**WRITTEN INSTRUCTION A**
Do the following statements agree with the text on Joe Frank Cannon below? Answer yes or no to each, quoting the deciding words of the text. (i) The clerk of the court testified that defense counsel slept on several occasions. (ii) The death sentences in both cases were overturned. (iii) Twelve of Cannon's clients have been sentenced to death.

++++ TEXT ++++

In the last forty-five years, judges in Houston, Texas have repeatedly appointed Joe Frank
Cannon, known for hurrying through trials like "greased lightening," to defend indigent defendants
despite his tendency to doze off during trial.36 Ten of Cannon's clients have been sentenced to death,
one of the largest numbers among Texas attorneys.37 While representing Calvin Burdine at a capital
trial, Cannon "dozed and actually fell asleep" during trial, "in particular during the guilt-innocence
phase when the State's solo prosecutor was questioning witnesses and presenting evidence."38 The
clerk of the court testified that "defense counsel was asleep on several occasions on several days over
the course of the proceedings."39 Cannon's file on the case contained only three pages of notes.40 A
law professor who later represented Carl Johnson, a previous Cannon client, in post-conviction
proceedings found that Cannon's "ineptitude . . . jumps off the printed page" and that Cannon slept
during the proceedings.41 Nevertheless, the death sentences in both cases were upheld. Carl Johnson
has been executed.

++++ EXTRACTED ENTRIES ++++

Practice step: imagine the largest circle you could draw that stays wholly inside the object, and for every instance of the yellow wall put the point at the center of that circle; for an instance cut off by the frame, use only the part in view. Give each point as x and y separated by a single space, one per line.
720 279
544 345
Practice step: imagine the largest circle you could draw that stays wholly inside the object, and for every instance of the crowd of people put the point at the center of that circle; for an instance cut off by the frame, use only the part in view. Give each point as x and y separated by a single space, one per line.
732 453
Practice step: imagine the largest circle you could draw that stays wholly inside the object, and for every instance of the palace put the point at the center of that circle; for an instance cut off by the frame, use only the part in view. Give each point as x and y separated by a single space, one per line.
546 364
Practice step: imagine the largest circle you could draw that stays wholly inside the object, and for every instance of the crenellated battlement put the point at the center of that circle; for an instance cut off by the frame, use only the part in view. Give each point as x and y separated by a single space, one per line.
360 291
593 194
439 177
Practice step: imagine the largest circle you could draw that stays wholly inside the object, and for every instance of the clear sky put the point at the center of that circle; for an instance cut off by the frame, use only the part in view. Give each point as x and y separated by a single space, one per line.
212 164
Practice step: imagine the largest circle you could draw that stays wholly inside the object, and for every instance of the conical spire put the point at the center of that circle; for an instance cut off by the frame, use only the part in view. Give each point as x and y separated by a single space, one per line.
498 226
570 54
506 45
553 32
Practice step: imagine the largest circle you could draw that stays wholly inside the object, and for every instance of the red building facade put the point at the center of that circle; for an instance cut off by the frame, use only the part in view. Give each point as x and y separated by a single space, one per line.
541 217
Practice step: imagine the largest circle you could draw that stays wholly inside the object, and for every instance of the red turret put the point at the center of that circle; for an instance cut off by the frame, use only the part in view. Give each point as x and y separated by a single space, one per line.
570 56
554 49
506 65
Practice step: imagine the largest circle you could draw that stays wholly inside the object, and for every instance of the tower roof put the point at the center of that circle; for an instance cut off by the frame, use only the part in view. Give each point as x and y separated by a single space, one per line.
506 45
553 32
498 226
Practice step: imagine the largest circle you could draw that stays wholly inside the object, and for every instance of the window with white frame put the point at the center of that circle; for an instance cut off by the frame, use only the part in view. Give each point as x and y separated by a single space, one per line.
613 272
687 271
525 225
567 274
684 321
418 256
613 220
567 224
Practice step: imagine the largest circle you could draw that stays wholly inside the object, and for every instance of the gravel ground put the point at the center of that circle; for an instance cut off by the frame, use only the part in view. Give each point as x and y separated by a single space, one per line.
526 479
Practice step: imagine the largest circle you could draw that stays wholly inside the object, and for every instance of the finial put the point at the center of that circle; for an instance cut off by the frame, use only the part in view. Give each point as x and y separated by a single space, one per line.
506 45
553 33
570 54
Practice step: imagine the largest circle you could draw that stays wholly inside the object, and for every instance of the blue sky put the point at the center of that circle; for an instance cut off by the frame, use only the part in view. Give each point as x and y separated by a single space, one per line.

++++

**WRITTEN INSTRUCTION B**
How many lines of the entries above contain the word "yellow"? Count them and give only the number.

**WRITTEN RESPONSE A**
(i) Yes: "defense counsel was asleep on several occasions on several days over the course of the proceedings."
(ii) No: "Nevertheless, the death sentences in both cases were upheld."
(iii) No: "Ten of Cannon's clients have been sentenced to death"

**WRITTEN RESPONSE B**
1